** THE TASKS **
A. In the pizza sauce text, how would you translate "Add the tomato paste and stir over high heat for two minutes." into Spanish?
B. Answer these questions from the pizza sauce text:
(i) How much grapeseed oil does the sauce call for?
(ii) About how long does the sauce simmer to reach the desired consistency?
(iii) How many ounces did the package of thick sliced pepperoni hold?
C. Do these statements agree with the pizza sauce text? Answer yes or no for each and quote the words that decide it.
(i) The tomatoes are blended until smooth.
(ii) The thin sliced pepperoni went into the turnovers.
(iii) The pan is covered with a tight lid that keeps the moisture in.

## begin SOURCE

SLOW-SIMMERED PIZZA SAUCE

1 tablespoon of grapeseed oil
25  ounces tomatoes
3 ounces "double-concentrated" tomato paste
4 tablespoons minced garlic
3/4 cup minced yellow onion
1 teaspoon sugar
1 teaspoon oregano
1 teaspoon basil
1 teaspoon red pepper flakes
1 teaspoon salt
2 cups of water
1 tablespoon Wondra

     Put the tomatoes (including any juice) into a Vitamix or blender and blend until smooth.  Heat the oil over high heat.  Add the tomato paste and stir over high heat for two minutes.  Add the pureed tomatoes and garlic and bring to a boil.  Reduce heat to medium and cover with a splatter screen to avoid having the sauce pop out of the pan, while still allowing the moisture to evaporate.  Add Wondra and continue to simmer until sauce reduces to desired consistency - about an hour and a half. 




     While the sauce was cooking down, I started working on the other ingredients for the Classic Turnovers.
     I decided not to dice the pepperoni, since Jeff had bought me sliced, and it seemed like a waste of time.  However, when I looked in the meat drawer for it, I saw that he had bought two kinds - thick sliced and thin sliced.  I used the whole package of thick sliced pepperoni and quartered the slices.  It was an 8 ounce package, and once I had quartered all of the slices, it did measure 2 cups.

## end SOURCE
## begin GIVEN DATA

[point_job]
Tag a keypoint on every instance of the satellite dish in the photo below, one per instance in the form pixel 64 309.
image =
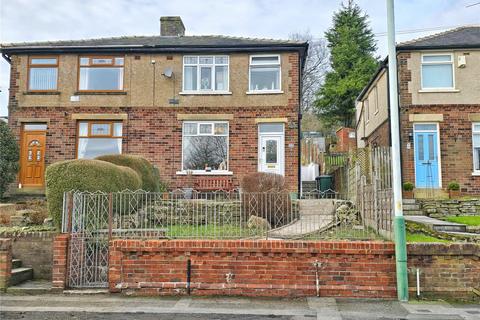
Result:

## end GIVEN DATA

** EXERCISE RESPONSES **
A. Añada la pasta de tomate y revuelva a fuego alto durante dos minutos.

B.
(i) 1 tablespoon
(ii) About an hour and a half
(iii) 8 ounces

C.
(i) Yes: "Put the tomatoes (including any juice) into a Vitamix or blender and blend until smooth."
(ii) No: "I used the whole package of thick sliced pepperoni and quartered the slices."
(iii) No: "cover with a splatter screen to avoid having the sauce pop out of the pan, while still allowing the moisture to evaporate."